Article =
INÉGALITÉS Analyse et critique
Comment réduire les inégalités ?
La réduction des inégalités économiques et sociales, pour indispensable qu'elle soit, n'en est pas moins un travail de Sisyphe. C'est une œuvre politique toujours à reprendre, car les inégalités sociales ne sont jamais que des effets de surface résultant de l'action de structures profondes. Elles résultent en particulier des rapports de production, des rapports de classes ou de la division du travail. Une véritable politique de réduction des inégalités doit donc s'attacher à transformer ces structures profondes. Cela n'a, pour l'essentiel, jamais été le cas pendant les dernières décennies.
L'inefficacité des politiques de réduction des inégalités qui ont été mises en œuvre dans un pays comme la France ne doit donc pas surprendre. Ces politiques n'ont donné que peu de résultats, même quand elles étaient présentées comme fondamentales. Par exemple, une plus grande socialisation du revenu national ne peut pas suffire à elle seule à réduire les inégalités : d'une part, la structure et la nature des prélèvements (impôts directs et indirects, cotisations sociales) sont en réalité fort peu progressives ; d'autre part, les allocations versées aux plus démunis restent dérisoires et les plus favorisés bénéficient davantage de cette socialisation qu'eux, notamment en raison de l'usage spécifique qu'ils font de l'école (et en particulier de l'enseignement supérieur) ou des institutions culturelles ; ils n'assument qu'en faible partie le coût de ces services publics et équipements collectifs, dont ils sont pourtant les principaux voire quelquefois les seuls bénéficiaires. Ainsi, dans telle ville de province, chaque place d'opéra payée 40 euros bénéficie d'une subvention publique de 400 euros.

Lignes présentées =
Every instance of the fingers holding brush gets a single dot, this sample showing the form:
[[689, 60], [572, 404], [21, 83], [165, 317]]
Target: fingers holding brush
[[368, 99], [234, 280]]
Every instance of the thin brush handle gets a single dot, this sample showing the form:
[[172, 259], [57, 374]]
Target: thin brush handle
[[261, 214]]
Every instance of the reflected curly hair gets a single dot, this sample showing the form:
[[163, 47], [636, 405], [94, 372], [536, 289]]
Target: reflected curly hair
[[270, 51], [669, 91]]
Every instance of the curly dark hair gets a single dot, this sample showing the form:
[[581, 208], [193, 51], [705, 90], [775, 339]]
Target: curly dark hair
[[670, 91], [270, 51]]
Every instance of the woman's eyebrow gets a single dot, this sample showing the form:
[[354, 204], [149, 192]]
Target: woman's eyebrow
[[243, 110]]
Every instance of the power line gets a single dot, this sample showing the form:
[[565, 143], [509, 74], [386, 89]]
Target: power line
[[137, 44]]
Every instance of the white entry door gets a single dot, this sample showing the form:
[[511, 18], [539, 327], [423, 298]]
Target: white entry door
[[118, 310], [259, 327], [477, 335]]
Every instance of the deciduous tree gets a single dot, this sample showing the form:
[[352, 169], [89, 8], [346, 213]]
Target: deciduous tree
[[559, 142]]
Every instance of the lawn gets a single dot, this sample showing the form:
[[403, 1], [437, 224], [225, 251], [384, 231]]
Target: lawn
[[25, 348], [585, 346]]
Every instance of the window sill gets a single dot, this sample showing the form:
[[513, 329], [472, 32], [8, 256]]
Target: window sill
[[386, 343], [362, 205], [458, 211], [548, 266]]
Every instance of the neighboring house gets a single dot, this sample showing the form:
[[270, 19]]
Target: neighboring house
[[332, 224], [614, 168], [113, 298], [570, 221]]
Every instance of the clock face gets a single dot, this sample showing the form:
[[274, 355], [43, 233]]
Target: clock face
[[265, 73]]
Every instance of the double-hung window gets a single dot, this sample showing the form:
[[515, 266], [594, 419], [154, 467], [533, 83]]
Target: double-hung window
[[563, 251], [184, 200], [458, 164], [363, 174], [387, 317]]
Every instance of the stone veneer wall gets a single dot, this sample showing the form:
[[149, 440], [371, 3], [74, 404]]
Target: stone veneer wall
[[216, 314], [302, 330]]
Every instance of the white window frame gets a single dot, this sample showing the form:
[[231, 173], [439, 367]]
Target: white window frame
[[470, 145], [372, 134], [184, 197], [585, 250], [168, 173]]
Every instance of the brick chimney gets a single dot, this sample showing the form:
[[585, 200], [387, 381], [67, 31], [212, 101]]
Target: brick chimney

Consignes =
- A) Recopiez, dans l'article sur les inégalités, le passage allant de « La réduction des » à « les dernières décennies. ».
- B) Reformulez sous forme de liste le paragraphe de l'article sur les inégalités qui commence par « L'inefficacité des politiques de réduction », en conservant ses faits essentiels.
- C) D'après l'article sur les inégalités, de quoi les inégalités sociales résultent-elles en particulier ?

Corrigés =
- A)
La réduction des inégalités économiques et sociales, pour indispensable qu'elle soit, n'en est pas moins un travail de Sisyphe. C'est une œuvre politique toujours à reprendre, car les inégalités sociales ne sont jamais que des effets de surface résultant de l'action de structures profondes. Elles résultent en particulier des rapports de production, des rapports de classes ou de la division du travail. Une véritable politique de réduction des inégalités doit donc s'attacher à transformer ces structures profondes. Cela n'a, pour l'essentiel, jamais été le cas pendant les dernières décennies.

- B)
- En France, les politiques de réduction des inégalités ont été inefficaces et n'ont donné que peu de résultats, même lorsqu'elles étaient présentées comme fondamentales.
- Une plus grande socialisation du revenu national ne suffit pas à elle seule à réduire les inégalités :
  - les prélèvements (impôts directs et indirects, cotisations sociales) sont fort peu progressifs ;
  - les allocations versées aux plus démunis restent dérisoires ;
  - les plus favorisés en bénéficient davantage, notamment par leur usage de l'école (en particulier de l'enseignement supérieur) et des institutions culturelles ;
  - ils n'assument qu'une faible partie du coût de ces services publics et équipements collectifs, dont ils sont les principaux, voire parfois les seuls, bénéficiaires.
- Exemple : dans une ville de province, chaque place d'opéra payée 40 euros bénéficie d'une subvention publique de 400 euros.

- C) Elles résultent des rapports de production, des rapports de classes ou de la division du travail.